**YOUR ASSIGNMENT**
Repeat all of the entries, please, keeping each line exact.

Dataset entries
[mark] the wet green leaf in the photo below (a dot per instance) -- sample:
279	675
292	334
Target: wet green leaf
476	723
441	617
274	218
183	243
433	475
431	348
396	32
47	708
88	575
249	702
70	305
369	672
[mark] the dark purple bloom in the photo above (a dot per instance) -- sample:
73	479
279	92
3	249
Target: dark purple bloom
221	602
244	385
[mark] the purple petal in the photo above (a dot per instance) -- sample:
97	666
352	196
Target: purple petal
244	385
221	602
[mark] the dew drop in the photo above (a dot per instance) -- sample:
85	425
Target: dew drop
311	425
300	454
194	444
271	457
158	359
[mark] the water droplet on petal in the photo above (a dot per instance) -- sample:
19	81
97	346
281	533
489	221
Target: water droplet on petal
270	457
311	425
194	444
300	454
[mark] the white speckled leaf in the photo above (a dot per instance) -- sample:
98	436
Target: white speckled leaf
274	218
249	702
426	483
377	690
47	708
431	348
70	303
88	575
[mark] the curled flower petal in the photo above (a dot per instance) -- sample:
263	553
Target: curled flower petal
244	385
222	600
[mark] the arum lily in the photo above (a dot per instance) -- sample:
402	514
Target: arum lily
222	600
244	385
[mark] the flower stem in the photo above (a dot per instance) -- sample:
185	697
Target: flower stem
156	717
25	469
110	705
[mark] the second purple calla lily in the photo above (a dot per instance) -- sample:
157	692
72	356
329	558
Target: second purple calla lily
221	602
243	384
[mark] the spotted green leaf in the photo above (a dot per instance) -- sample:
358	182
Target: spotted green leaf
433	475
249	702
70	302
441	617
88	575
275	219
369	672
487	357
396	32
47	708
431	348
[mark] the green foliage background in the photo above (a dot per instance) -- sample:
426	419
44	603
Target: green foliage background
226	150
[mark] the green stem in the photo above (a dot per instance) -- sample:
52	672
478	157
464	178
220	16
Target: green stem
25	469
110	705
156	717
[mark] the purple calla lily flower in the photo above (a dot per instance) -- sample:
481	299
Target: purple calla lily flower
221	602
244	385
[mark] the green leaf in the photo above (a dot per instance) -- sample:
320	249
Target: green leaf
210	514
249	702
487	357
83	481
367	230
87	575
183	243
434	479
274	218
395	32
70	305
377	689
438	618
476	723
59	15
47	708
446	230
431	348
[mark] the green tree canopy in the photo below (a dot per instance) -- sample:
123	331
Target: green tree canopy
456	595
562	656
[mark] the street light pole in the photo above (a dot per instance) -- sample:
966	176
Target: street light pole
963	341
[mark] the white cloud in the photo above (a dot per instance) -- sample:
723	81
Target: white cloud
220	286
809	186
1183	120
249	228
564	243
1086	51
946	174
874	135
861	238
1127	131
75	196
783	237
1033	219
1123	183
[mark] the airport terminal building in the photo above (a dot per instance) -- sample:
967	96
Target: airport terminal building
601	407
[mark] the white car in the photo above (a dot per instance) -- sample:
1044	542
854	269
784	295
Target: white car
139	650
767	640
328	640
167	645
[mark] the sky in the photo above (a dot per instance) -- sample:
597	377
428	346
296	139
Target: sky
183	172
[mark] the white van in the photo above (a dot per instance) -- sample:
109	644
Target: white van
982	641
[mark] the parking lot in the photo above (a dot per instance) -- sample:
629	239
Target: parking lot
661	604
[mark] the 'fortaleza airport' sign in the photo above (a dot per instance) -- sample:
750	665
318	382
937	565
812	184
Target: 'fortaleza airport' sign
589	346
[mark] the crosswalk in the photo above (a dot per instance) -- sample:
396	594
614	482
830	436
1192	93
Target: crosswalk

**SOLVED EXERCISE**
[mark] the wet green leaf in the photo below (a dot per instance) -- sample:
279	675
292	334
Target: wet green leaf
476	723
441	617
274	218
183	243
433	475
431	348
396	32
47	708
88	575
249	702
70	305
369	672
[mark] the dark purple bloom in the photo above (a dot per instance) -- sample:
73	479
279	92
3	249
Target: dark purple bloom
221	602
244	385
[mark] the purple petal in the photo above (a dot per instance) -- sample:
97	666
352	196
Target: purple petal
244	385
221	602
[mark] the dew drop in the photo above (a dot per instance) -- sample:
85	425
Target: dew drop
311	425
300	454
194	444
271	457
158	359
[mark] the water droplet on petal in the photo above (a dot per instance) -- sample:
19	81
97	346
281	533
489	221
Target: water droplet on petal
270	457
311	425
194	444
300	454
[mark] the white speckled leaf in the photo above (a dot per instance) -- sample:
98	436
Target: white speckled leaf
274	218
249	702
426	483
377	690
47	708
431	348
70	303
88	575
[mark] the curled flower petal in the photo above (a dot per instance) -- sample:
263	553
Target: curled flower petal
244	385
222	600
[mark] the arum lily in the photo above (a dot per instance) -- sample:
402	514
Target: arum lily
222	600
244	385
[mark] the flower stem in the photo above (a dot per instance) -- sample:
185	697
Target: flower stem
156	717
25	469
110	705
[mark] the second purple calla lily in the photo above (a dot per instance) -- sample:
157	692
72	356
329	558
Target: second purple calla lily
221	602
243	384
[mark] the spotted green leaf in the photo above (a dot per instance) -- sample:
358	182
Target: spotted green leaf
433	475
249	702
70	302
441	617
88	575
275	219
369	672
487	357
396	32
47	708
431	348
[mark] the green foliage background in the photo above (a dot per instance) -- sample:
426	419
44	603
Target: green foliage background
226	150
[mark] the green stem in the photo above (a dot per instance) -- sample:
52	672
478	157
464	178
220	16
Target: green stem
25	469
110	705
156	717
[mark] the purple calla lily flower in the photo above (a dot per instance) -- sample:
481	299
Target: purple calla lily flower
221	602
244	385
[mark] the green leaf in the photo above (a dot per instance) -- sample:
320	249
Target: green leaf
210	514
249	702
487	357
83	481
367	230
87	575
183	243
434	479
274	218
395	32
70	305
377	689
438	618
476	723
59	15
47	708
446	230
431	348
[mark] the green tree canopy in the photo below (a dot per instance) -- sample:
123	331
Target: green tree canopy
456	595
562	656
[mark] the street light pole in the photo above (a dot per instance) -- sample:
966	176
Target: street light pole
963	341
[mark] the white cloud in the photo above (a dot per instance) -- sample:
723	81
Target: white cloud
220	286
809	186
1183	120
249	228
564	243
1086	51
946	174
874	135
861	238
1127	131
75	196
783	237
1033	219
1123	183
[mark] the airport terminal building in the photo above (a dot per instance) -- sample:
967	96
Target: airport terminal building
601	407
[mark] the white car in the photo above (a dot per instance) -- sample:
1044	542
854	269
784	295
Target: white car
139	650
767	640
328	640
167	645
[mark] the sky in the photo above (a dot per instance) -- sample:
597	377
428	346
296	139
Target: sky
183	172
[mark] the white van in the photo above (a dot per instance) -- sample:
109	644
Target: white van
982	641
[mark] the parking lot in the photo above (a dot per instance) -- sample:
629	239
Target: parking lot
661	604
[mark] the 'fortaleza airport' sign in the photo above (a dot per instance) -- sample:
750	665
318	382
937	565
812	184
Target: 'fortaleza airport' sign
589	346
[mark] the crosswalk in the photo above (a dot per instance) -- sample:
396	594
614	482
830	436
1192	93
Target: crosswalk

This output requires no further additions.